Position identification records:
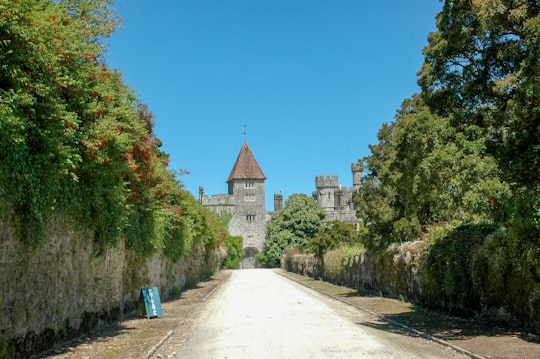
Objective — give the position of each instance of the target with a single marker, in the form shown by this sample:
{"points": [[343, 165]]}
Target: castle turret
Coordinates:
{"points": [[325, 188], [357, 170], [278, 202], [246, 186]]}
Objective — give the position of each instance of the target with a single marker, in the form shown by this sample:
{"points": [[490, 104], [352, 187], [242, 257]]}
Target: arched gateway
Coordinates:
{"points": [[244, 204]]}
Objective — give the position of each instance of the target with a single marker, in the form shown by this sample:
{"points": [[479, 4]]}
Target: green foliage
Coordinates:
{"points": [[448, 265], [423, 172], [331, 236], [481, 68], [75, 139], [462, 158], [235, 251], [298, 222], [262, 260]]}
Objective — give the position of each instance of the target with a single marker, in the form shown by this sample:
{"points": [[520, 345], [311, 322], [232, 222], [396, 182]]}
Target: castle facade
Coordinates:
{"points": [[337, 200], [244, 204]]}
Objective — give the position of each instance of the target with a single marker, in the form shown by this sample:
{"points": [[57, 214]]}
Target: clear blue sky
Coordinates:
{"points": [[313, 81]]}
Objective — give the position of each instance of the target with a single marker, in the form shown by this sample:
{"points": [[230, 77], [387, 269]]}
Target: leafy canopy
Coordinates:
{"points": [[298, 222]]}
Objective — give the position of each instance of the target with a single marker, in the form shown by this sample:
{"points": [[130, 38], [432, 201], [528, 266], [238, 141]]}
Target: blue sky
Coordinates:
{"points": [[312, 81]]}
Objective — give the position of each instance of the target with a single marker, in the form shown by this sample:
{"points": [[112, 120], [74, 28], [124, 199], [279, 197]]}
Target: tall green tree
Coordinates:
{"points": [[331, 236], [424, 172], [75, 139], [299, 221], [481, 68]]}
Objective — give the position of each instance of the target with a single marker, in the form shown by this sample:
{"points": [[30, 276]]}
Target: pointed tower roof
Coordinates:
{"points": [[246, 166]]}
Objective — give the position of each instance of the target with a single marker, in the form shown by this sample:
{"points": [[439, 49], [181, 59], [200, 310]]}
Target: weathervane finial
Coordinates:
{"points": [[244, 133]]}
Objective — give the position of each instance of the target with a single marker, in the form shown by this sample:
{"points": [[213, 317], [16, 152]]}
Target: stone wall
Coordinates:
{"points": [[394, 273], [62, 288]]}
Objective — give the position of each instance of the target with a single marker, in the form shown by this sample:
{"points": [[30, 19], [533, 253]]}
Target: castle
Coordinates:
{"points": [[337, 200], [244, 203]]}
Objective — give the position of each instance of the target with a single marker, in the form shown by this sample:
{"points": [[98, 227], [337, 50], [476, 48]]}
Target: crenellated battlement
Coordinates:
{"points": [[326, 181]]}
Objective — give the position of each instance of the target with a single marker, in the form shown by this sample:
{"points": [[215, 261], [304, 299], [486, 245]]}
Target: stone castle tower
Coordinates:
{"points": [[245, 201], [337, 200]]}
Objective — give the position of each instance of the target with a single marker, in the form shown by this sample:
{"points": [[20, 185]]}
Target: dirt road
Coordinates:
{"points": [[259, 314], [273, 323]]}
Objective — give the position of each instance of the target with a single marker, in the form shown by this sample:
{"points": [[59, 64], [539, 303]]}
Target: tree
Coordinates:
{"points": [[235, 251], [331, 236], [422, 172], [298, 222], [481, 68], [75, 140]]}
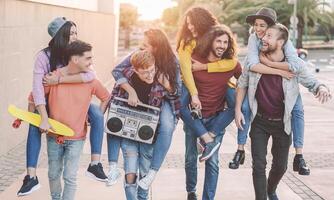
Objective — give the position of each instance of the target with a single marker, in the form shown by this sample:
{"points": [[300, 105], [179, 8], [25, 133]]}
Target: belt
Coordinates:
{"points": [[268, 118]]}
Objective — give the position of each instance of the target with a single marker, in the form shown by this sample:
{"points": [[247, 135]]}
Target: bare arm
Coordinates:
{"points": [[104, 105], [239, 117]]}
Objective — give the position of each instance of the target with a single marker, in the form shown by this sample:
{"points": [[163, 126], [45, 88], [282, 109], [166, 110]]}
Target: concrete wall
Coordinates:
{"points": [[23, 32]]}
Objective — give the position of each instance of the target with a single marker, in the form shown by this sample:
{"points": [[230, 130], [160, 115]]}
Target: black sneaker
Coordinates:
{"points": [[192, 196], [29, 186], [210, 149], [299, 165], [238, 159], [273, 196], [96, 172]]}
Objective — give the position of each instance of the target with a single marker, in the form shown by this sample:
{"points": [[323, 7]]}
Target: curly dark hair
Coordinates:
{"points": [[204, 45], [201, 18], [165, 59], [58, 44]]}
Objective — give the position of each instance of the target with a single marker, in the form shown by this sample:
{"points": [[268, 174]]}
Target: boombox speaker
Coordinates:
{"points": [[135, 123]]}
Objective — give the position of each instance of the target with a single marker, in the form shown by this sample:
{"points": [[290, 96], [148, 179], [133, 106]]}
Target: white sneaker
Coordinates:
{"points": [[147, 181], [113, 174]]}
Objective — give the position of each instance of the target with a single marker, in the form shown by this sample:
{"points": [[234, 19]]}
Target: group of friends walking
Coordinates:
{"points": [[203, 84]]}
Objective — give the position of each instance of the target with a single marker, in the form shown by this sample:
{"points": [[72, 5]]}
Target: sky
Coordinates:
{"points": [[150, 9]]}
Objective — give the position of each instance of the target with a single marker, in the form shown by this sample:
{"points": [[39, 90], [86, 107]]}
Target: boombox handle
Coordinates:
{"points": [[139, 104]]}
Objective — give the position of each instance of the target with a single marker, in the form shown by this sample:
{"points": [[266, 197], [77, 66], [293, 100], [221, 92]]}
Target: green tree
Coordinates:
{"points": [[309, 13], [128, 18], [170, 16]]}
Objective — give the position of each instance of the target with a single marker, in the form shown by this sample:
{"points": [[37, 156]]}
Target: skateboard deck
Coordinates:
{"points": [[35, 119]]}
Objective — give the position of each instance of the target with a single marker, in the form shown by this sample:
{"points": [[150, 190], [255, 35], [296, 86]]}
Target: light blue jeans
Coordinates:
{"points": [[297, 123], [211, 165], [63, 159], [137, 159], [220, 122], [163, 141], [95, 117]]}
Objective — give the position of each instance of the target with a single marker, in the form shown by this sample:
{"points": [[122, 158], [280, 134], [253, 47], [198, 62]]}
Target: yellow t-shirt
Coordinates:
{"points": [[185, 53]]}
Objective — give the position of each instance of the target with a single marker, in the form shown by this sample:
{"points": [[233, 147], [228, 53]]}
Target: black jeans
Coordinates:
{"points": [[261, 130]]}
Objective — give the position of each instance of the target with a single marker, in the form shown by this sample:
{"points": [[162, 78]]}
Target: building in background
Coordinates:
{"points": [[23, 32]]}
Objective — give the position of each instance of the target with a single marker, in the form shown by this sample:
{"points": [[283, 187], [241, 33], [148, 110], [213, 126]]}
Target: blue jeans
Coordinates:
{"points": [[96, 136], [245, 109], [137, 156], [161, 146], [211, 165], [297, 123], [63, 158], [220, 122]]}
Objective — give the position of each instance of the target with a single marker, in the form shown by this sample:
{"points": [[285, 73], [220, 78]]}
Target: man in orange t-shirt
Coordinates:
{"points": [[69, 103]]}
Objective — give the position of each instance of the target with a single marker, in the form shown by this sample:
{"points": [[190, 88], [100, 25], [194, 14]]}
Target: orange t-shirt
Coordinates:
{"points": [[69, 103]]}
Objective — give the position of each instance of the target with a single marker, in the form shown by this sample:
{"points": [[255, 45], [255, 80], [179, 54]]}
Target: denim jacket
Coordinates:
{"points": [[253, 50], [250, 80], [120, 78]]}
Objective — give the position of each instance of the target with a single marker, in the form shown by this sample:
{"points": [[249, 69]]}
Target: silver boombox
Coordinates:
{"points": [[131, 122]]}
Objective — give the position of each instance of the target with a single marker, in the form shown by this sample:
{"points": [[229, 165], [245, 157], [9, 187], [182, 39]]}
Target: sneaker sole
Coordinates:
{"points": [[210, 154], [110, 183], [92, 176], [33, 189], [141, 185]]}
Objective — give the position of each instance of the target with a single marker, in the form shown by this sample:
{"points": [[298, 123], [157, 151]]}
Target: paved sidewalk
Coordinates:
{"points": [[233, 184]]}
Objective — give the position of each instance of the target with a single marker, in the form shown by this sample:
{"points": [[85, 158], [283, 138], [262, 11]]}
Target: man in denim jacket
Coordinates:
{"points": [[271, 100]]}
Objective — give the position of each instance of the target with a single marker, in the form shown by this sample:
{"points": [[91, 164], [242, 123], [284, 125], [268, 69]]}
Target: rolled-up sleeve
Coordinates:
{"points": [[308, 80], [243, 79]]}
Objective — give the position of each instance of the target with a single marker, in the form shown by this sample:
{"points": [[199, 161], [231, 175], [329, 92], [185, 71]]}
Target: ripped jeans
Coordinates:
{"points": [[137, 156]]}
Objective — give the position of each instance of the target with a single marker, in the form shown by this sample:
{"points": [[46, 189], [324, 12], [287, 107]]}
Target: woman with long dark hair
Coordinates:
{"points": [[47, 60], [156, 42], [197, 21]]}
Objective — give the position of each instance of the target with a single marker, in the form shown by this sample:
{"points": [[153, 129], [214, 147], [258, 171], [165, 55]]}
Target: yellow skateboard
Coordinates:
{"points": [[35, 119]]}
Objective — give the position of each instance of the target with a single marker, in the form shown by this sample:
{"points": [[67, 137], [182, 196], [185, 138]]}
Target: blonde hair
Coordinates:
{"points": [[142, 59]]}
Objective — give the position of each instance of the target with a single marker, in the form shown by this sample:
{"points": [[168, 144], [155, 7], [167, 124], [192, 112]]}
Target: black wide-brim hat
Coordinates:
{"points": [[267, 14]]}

EXERCISE DESCRIPTION: Pick out and copy each line of the material above that contains the string "blue". Matching is case-sensitive.

THE ANSWER:
Target: clear blue sky
Target: blue sky
Target: light blue jeans
Target: blue jeans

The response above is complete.